**Atividades propostas:**
a. Reproduza fielmente, do texto sobre O velho e o mar, tudo desde "Santiago passava por" até "Library and Museum)".
b. De acordo com o texto sobre O velho e o mar, que peixe gigante o velho pesca ao sair para o alto mar?

**Trecho selecionado:**
···

Capa do livro O velho e o mar de Ernest Hemingway.
‘Sentiu depois pena do grande peixe, que nada tinha de comer, e a sua determinação em matá-lo não contrariava a pena que sentia. “A quantas pessoas dará de comer?, pensou. Mas são elas dignas de o comer? Não, claro que não. Não há ninguém digno de o comer tal é o seu comportamento, a sua grande dignidade”.’
HEMINGWAY, Ernest. O velho e o mar
Um velho, um rapaz e um peixe são os personagens de O velho e o Mar, de Ernest Hemingway. É uma história de solidão, aventura e redenção. Trama para ter como trilha sonora as músicas de Dorival Caymmi.
O rapaz, Manolin, tinha muito carinho pelo velho, Santiago. Costumavam sair para pescar juntos e o velho lhe ensinava os segredos do ofício. Eram pescadores e fãs de Beisebol, especialmente do jogador Joe DiMaggio.
Santiago passava por uma fase de pouca produtividade nas incursões ao mar, não fazia uma boa pescaria há muito tempo. Por isso, o pai de Manolin o mandou acompanhar outros pescadores mais sortudos. O rapaz obedeceu ao pai, porém continuou conversando com o amigo e o incentivando a não desistir.
Eis que um dia, o velho sai com seu barco para o alto mar. A aventura inicia quando ele pesca um peixe gigante, um marlim. A caçada durou dias, nesses dias o velho sentiu fome, se queimou com o sol forte, dormiu ao relento, cortou a mão, perdeu equipamentos, lutou contra tubarões e se afeiçoou ao peixe. É genial como Hemingway vai contando a história e construindo delicadamente a relação entre o velho e o peixe.

Hemingway e um marlim em Havana/Cuba, em julho de 1934. Fonte: John F. Kennedy Presidential Library and Museum)

···

**Registros armazenados:**

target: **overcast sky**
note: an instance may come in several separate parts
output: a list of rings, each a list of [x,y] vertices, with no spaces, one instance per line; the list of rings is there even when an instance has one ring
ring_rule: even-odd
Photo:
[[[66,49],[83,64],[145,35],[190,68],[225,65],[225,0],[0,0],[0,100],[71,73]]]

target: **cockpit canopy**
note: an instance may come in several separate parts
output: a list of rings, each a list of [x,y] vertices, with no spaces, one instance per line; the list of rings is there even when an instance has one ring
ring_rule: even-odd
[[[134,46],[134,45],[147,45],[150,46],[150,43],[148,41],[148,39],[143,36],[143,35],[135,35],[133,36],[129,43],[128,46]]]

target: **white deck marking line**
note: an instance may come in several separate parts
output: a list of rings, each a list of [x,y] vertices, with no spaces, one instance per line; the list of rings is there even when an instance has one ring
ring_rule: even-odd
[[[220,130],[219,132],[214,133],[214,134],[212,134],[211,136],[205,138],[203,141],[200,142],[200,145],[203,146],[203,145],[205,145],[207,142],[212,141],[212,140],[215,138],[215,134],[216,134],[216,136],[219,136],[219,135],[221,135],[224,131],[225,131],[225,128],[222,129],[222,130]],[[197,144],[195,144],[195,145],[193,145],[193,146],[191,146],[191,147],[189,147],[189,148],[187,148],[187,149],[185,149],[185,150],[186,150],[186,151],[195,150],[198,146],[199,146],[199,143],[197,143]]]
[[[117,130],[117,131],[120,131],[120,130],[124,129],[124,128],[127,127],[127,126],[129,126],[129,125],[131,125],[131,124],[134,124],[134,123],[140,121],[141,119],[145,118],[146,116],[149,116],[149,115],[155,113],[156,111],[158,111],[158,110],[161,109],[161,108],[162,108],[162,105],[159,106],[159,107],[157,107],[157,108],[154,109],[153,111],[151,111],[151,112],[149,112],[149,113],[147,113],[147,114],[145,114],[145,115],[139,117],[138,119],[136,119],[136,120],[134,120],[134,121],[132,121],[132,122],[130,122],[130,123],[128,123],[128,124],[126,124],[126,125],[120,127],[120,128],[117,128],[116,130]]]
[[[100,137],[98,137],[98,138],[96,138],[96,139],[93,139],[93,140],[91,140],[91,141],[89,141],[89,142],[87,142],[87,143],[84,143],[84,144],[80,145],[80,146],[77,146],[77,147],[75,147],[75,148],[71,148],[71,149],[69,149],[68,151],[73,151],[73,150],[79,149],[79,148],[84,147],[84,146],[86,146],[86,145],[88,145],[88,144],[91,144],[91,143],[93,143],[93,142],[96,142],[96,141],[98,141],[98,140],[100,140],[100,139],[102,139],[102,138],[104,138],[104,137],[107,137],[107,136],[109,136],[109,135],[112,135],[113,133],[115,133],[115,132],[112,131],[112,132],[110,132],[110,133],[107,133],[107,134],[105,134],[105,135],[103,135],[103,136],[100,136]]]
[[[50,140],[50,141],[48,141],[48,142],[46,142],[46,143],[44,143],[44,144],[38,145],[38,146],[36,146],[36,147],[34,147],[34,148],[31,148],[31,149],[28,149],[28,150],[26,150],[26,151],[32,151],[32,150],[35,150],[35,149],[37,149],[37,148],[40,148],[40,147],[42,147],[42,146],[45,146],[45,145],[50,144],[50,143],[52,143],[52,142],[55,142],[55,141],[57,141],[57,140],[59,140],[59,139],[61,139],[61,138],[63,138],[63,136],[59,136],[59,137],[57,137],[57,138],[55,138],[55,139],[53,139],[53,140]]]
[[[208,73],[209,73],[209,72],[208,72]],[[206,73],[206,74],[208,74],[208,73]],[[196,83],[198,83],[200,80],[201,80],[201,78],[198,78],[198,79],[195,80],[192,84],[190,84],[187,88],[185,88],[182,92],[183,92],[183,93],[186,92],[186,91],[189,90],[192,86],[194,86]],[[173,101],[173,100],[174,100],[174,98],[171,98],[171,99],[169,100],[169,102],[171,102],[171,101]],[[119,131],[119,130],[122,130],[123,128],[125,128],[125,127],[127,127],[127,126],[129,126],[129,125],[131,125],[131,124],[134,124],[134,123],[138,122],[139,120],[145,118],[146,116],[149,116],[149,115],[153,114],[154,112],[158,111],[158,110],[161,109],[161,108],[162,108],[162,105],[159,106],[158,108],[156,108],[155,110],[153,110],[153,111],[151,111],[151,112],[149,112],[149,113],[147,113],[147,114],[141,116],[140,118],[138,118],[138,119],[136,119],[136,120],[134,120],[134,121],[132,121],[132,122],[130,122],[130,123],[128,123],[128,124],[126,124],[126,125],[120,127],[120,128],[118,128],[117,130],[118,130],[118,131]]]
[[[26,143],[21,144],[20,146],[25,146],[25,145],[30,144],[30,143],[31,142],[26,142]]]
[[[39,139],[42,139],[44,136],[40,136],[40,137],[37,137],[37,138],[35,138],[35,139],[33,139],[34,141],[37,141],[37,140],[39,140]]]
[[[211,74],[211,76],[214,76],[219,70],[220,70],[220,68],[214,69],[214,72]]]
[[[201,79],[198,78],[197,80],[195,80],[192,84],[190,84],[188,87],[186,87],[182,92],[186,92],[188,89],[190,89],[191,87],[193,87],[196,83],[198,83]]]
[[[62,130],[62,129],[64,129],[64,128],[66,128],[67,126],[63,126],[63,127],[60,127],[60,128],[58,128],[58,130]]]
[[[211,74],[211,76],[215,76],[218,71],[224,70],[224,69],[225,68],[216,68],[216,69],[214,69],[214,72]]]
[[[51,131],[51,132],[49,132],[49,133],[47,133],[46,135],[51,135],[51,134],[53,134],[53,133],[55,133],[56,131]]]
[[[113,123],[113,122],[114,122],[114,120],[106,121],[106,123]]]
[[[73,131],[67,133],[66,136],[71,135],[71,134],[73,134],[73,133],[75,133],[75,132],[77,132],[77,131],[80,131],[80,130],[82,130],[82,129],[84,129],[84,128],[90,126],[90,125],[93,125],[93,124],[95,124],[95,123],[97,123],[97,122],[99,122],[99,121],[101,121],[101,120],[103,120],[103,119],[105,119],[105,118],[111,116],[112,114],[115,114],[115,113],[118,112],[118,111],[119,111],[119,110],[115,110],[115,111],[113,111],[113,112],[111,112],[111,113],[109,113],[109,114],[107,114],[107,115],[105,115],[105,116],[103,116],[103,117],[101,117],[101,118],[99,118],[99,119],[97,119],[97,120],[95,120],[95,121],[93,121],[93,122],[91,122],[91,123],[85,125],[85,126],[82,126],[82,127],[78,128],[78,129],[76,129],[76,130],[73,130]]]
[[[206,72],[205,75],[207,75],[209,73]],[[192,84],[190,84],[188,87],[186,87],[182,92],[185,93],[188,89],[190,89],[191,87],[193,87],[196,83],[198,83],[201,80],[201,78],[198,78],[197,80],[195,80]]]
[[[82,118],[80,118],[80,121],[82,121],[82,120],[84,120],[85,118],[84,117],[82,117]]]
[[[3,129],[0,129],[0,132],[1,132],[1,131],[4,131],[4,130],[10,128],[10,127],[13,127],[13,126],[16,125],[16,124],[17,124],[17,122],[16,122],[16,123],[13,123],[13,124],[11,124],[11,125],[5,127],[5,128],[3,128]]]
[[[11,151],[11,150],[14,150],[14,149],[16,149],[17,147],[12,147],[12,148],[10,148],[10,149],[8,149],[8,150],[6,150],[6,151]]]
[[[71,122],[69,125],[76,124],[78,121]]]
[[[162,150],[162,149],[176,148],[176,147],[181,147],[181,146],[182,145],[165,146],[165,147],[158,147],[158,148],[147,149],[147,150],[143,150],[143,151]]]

···

**Exercício resolvido:**
a.
Santiago passava por uma fase de pouca produtividade nas incursões ao mar, não fazia uma boa pescaria há muito tempo. Por isso, o pai de Manolin o mandou acompanhar outros pescadores mais sortudos. O rapaz obedeceu ao pai, porém continuou conversando com o amigo e o incentivando a não desistir.
Eis que um dia, o velho sai com seu barco para o alto mar. A aventura inicia quando ele pesca um peixe gigante, um marlim. A caçada durou dias, nesses dias o velho sentiu fome, se queimou com o sol forte, dormiu ao relento, cortou a mão, perdeu equipamentos, lutou contra tubarões e se afeiçoou ao peixe. É genial como Hemingway vai contando a história e construindo delicadamente a relação entre o velho e o peixe.

Hemingway e um marlim em Havana/Cuba, em julho de 1934. Fonte: John F. Kennedy Presidential Library and Museum)

b. Um marlim.